(Data to use):
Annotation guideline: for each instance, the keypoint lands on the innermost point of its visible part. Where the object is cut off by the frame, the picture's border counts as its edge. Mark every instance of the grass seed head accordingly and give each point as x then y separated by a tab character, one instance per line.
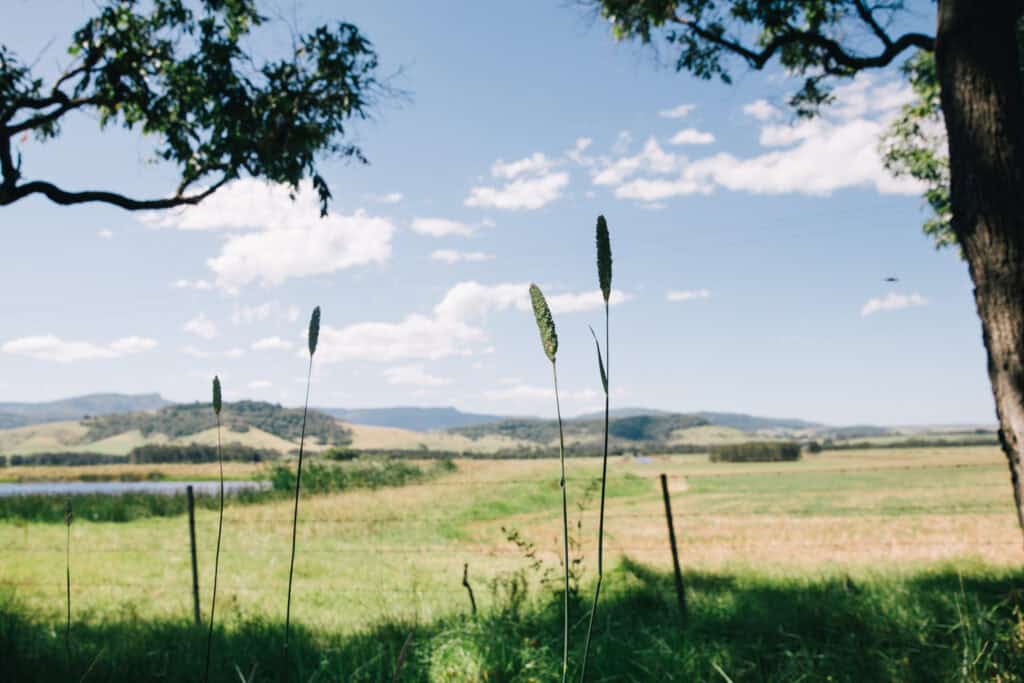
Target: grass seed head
216	394
603	258
545	324
313	330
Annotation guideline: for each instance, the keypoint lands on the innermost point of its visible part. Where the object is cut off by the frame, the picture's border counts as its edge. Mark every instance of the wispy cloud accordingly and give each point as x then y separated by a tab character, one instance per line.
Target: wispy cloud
686	295
455	256
442	227
202	327
413	375
680	112
892	301
271	343
51	347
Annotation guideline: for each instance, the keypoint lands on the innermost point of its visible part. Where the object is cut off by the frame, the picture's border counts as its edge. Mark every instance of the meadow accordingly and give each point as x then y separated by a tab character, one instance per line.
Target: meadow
912	554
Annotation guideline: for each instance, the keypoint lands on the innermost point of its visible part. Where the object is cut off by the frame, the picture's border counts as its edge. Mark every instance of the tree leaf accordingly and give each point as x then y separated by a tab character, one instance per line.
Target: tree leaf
545	324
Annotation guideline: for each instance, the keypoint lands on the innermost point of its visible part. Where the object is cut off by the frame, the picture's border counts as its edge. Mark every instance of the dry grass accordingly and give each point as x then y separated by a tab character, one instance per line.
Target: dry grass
398	552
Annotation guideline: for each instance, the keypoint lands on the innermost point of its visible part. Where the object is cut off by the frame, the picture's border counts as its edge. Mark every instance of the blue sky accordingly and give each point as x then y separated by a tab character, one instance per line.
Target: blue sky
750	249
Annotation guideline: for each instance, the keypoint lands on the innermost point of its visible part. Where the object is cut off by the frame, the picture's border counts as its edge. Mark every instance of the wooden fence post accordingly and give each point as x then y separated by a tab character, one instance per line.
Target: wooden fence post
680	591
192	538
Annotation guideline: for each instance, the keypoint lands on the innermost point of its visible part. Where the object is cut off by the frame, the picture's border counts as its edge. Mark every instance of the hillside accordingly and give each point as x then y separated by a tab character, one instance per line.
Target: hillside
77	408
412	418
254	424
647	431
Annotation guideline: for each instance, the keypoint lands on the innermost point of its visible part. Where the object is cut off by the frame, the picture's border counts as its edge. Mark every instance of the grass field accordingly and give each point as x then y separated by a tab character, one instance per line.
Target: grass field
905	545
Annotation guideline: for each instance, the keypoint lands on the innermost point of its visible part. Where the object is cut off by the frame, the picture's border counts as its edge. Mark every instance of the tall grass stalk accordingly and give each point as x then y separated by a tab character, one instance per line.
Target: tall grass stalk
220	528
312	339
549	340
604	279
69	517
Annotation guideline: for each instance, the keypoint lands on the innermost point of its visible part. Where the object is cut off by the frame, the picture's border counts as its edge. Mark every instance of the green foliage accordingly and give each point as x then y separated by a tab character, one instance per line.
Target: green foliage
545	324
914	145
756	452
187	419
180	73
199	453
915	628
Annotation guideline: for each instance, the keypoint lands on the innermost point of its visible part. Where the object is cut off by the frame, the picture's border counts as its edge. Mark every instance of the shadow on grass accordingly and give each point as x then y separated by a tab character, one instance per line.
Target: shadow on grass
934	626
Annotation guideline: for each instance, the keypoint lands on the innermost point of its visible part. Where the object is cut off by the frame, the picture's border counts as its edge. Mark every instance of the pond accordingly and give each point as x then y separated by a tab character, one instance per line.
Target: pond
118	487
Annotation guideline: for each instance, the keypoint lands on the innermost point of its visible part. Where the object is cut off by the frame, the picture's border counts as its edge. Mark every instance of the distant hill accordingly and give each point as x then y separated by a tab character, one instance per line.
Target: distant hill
650	430
254	424
17	415
413	418
751	423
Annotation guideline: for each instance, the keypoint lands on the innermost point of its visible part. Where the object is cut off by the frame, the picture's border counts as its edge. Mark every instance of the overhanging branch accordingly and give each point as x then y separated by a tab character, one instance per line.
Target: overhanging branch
65	198
840	58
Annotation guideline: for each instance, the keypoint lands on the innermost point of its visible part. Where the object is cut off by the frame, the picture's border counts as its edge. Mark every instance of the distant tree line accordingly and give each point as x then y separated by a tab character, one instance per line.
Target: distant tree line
756	452
240	417
154	453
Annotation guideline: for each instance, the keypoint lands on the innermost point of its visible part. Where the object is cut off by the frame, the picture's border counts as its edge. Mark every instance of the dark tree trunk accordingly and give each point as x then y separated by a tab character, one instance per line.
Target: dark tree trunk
977	59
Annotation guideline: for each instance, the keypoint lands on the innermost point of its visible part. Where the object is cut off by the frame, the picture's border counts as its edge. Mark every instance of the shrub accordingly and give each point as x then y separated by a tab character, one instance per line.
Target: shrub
756	452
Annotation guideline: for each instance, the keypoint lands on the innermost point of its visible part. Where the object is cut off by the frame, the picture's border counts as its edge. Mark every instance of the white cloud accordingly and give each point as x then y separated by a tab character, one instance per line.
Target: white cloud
389	198
51	347
201	353
892	301
272	239
651	158
762	110
576	302
535	164
271	343
413	375
523	194
455	256
439	227
192	285
686	295
454	328
201	326
802	158
677	112
515	391
264	311
692	136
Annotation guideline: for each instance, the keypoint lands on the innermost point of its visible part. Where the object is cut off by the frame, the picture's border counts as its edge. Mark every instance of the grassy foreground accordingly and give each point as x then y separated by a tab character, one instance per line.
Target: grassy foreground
932	626
901	565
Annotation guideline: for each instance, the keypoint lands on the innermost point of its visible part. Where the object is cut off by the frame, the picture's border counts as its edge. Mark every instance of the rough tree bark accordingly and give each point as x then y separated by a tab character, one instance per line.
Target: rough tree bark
982	101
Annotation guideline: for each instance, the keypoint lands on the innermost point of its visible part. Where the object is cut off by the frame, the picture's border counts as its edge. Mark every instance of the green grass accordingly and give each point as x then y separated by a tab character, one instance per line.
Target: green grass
785	560
929	627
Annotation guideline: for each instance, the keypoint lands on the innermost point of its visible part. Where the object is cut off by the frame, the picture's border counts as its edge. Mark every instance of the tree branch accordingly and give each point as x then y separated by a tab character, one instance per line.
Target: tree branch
867	17
833	50
67	104
65	198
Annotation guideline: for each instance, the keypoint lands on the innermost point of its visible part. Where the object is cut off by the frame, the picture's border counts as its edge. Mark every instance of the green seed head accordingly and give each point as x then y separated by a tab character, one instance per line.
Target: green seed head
216	394
546	325
313	330
603	257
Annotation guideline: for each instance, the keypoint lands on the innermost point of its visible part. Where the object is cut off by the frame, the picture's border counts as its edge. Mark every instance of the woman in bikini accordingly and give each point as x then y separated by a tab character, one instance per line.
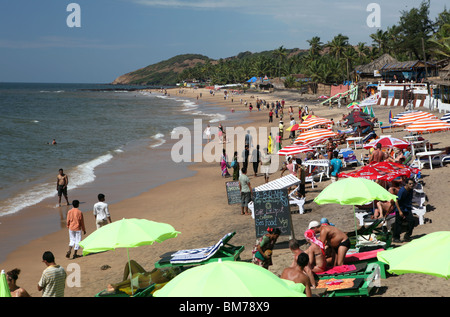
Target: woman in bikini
316	252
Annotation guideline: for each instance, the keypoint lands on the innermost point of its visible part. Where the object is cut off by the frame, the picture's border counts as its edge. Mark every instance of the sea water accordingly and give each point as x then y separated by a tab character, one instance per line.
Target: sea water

(Problem details):
Working through the records, find each line containing the word "water" and copy it.

(Exercise output):
Annotation guideline: for each instance, the keypoint lands on the innermost point of its visible part. Where the object is cut off by the frame, the picture's border counts as its edge. Mark every instance of the sea water accordingly and give each point as x then y separated by a tab character, one instance per line.
Target: sea water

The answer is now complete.